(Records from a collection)
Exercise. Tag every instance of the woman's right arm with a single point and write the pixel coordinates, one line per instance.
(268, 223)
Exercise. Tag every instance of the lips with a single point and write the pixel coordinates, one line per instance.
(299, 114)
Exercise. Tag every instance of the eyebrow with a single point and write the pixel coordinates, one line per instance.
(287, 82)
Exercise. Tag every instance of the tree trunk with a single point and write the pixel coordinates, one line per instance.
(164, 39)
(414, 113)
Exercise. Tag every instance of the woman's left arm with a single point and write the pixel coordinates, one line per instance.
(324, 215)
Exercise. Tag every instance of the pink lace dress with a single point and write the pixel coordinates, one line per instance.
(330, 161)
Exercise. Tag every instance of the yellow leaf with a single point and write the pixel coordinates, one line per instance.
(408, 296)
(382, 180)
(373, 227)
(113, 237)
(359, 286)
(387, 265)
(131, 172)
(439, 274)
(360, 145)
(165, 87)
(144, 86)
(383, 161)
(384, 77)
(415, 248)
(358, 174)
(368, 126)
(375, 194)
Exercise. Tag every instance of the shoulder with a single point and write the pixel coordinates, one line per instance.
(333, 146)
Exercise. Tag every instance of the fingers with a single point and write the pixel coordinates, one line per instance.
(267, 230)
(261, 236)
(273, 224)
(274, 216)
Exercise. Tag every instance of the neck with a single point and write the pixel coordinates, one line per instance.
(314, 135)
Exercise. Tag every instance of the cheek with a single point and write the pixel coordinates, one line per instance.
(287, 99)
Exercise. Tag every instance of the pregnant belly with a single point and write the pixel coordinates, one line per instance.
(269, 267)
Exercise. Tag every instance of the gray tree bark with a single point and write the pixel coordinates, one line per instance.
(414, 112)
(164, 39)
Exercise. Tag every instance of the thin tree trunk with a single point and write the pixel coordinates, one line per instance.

● WHAT YOU SHOULD DO: Swap "Tag" for "Mark" throughout the rows above and write them out again, leaving all other text unchanged.

● FULL OUTPUT:
Exercise. Mark every instance of the woman's right arm with a single point and write the pixel coordinates, one line per instance.
(268, 223)
Exercise. Mark every instance of the lips with a single point and write the pixel coordinates, one line per instance.
(299, 114)
Exercise. Mark every instance of the eyebrow with a single point and write the pixel coordinates, one line per instance.
(287, 82)
Exercise. Mark every instance of the tree trunk with a single point and write the pixel coordinates, one line per instance.
(164, 39)
(414, 113)
Exercise. Mark every instance of the woman's left arm with a single point and write the pixel coordinates, one line per instance.
(324, 215)
Exercise. Mark every instance of the pink lace dress with a single point and write the pixel coordinates, one line per instance.
(330, 161)
Exercise. Mark every instance of the yellow leaf with a single point and write the pixel coordinates, one line per instance.
(408, 296)
(382, 180)
(373, 227)
(113, 237)
(359, 286)
(387, 265)
(131, 172)
(439, 274)
(360, 145)
(165, 87)
(144, 86)
(383, 161)
(384, 77)
(415, 248)
(358, 174)
(368, 126)
(375, 194)
Exercise. Mark every instance of the shoulder with a single point and write the pixel coordinates, one line per instance.
(333, 146)
Exercise. Mark every instance of the fingers with a single point and write the pixel coordinates, one line per instance.
(267, 230)
(261, 236)
(273, 224)
(274, 216)
Exercise. Mark every instance of the neck with a single point and write the pixel coordinates, one line per instance.
(314, 135)
Exercise. Mark every instance of the cheek with a single point and write the pixel coordinates, one line per instance.
(287, 99)
Exercise. Mark every instance of the pregnant belly with a single point and write the pixel coordinates, one line per instance.
(269, 267)
Exercise. Mark every instance of the gray tree bark with a single point and write the pixel coordinates, one line per instance.
(414, 112)
(164, 39)
Exercise. Mark every instance of the thin tree trunk with a single point and write the pixel coordinates, one line per instance.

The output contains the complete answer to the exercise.